Please copy the whole listing below line for line, changing nothing.

┌──

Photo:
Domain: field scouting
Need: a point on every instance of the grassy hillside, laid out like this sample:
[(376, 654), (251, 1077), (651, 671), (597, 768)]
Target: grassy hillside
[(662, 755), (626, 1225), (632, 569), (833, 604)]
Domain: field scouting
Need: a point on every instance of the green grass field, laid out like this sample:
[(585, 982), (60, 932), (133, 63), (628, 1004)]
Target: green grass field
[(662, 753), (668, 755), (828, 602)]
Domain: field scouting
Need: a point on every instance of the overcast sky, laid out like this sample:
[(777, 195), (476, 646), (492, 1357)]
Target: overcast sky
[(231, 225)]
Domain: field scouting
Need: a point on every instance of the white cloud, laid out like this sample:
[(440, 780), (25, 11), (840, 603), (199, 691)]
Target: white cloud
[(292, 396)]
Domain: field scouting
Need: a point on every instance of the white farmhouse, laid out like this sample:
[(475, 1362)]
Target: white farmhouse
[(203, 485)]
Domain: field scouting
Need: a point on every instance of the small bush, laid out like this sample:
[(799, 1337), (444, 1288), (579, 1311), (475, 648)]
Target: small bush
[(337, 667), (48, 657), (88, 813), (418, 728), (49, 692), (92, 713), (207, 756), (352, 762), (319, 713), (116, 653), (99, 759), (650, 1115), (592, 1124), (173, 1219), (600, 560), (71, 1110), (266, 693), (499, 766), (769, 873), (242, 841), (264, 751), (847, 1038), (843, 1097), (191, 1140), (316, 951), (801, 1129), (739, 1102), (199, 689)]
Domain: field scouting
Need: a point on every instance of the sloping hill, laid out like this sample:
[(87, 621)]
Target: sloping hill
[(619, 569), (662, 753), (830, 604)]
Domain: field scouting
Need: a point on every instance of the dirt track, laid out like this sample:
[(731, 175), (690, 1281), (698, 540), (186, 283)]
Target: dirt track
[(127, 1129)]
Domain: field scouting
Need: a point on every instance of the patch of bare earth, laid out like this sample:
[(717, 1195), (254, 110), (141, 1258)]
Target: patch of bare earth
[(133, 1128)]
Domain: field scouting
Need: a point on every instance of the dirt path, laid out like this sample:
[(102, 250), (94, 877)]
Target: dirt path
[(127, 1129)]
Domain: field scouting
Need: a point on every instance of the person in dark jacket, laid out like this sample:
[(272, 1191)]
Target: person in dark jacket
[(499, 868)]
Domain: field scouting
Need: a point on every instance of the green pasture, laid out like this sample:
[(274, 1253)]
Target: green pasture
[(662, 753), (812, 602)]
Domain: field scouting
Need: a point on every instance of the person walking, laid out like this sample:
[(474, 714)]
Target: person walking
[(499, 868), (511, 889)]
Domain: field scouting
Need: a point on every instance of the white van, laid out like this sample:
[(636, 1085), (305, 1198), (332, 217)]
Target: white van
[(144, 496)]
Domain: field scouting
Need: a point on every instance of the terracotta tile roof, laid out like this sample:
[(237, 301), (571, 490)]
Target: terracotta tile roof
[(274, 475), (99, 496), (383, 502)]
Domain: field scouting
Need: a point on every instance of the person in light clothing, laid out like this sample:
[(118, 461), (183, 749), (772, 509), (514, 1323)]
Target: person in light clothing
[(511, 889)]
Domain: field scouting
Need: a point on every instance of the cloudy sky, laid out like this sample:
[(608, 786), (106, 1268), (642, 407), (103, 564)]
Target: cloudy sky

└──

Task output –
Photo:
Domain: field scouting
Need: a point on every instance of the grassy hillside, laid out like this sample:
[(376, 654), (251, 1077), (651, 671), (597, 768)]
Target: grassy hillside
[(662, 755), (626, 1225), (632, 569), (833, 604)]
Domain: field scouting
Need: a point on every instance of the green grass field, laid out like this sample:
[(585, 982), (60, 932), (133, 63), (628, 1004)]
Target: green grass field
[(662, 753), (668, 755), (828, 602)]
Domain: field scouting
Need: a point on every instance of the overcast sky, laid out like this sample:
[(777, 195), (476, 646), (492, 1357)]
Target: overcast sky
[(231, 225)]
Domain: field scouting
Need: a point on every instance of the white cloud, laid out like this sample:
[(440, 780), (25, 11), (840, 603), (199, 691)]
Target: white cloud
[(292, 396)]
Domain: field scouting
Need: a point on every instance of the white farmhouse, laid out like this sample:
[(475, 1362)]
Target: white farmhouse
[(203, 485)]
Domain: field scouting
Need: a point on every instance of the small bush, laid out like this sample:
[(799, 1337), (444, 1288), (579, 1311), (475, 648)]
Target: small bush
[(337, 667), (48, 657), (88, 813), (418, 728), (49, 692), (92, 713), (207, 756), (352, 762), (319, 713), (116, 653), (99, 759), (650, 1115), (592, 1124), (173, 1219), (600, 560), (71, 1110), (266, 693), (499, 766), (769, 873), (242, 841), (264, 751), (847, 1038), (843, 1097), (191, 1140), (316, 951), (801, 1129), (739, 1102), (199, 689)]
Domain: field scouting
Need: a point on every instance of the sloping hill, laid out like this sample:
[(87, 621)]
Target: sloping hill
[(619, 569), (662, 753), (830, 604)]
Domain: field scouting
Need: a point on every instance of the dirt track, laid out like this sample:
[(731, 175), (690, 1281), (698, 540), (186, 283)]
Target: dirt track
[(127, 1129)]
Domain: field scouting
Need: a point on every instance of the patch of bare earth, laid out like this sample:
[(717, 1195), (254, 110), (141, 1258)]
Target: patch of bare earth
[(133, 1128)]
Domain: field scouting
Need: a point on every instance of the dirt path, laid out like this sample:
[(102, 250), (94, 877)]
Target: dirt path
[(127, 1129)]
Domain: field scouting
Need: a point on every instance of the person in dark jacket, laid out like this sample:
[(272, 1191)]
Target: person in dark jacket
[(499, 868)]
Domain: field scouting
Need: a point on every instance of the green pasture, laid out like this sample:
[(274, 1253)]
Target: green pasture
[(662, 753), (812, 602)]
Domain: field scouting
Need: a point on every instance of the person walking, laid out like this sample:
[(474, 714)]
Target: person walking
[(499, 868), (511, 889)]
Domain: field scouting
Need: a point on every instance of the white van, laid out like this sample:
[(636, 1085), (305, 1198), (332, 217)]
Target: white van
[(144, 496)]
Domain: field scouting
Need: a point on every instance of the terracotta tile roof, laid out like this sample:
[(237, 301), (571, 490)]
Target: terracotta tile roof
[(274, 475), (99, 496), (383, 502)]
Domain: field scouting
Need: a point on every instance of the person in light clothing, laid out like this sample:
[(118, 461), (183, 749), (772, 509), (514, 1323)]
Target: person in light clothing
[(511, 889)]
Domain: field scouting
Need: a point on every instance of the cloudy sky, laid out like this sample:
[(608, 786), (106, 1268), (642, 407), (103, 564)]
Target: cloudy sky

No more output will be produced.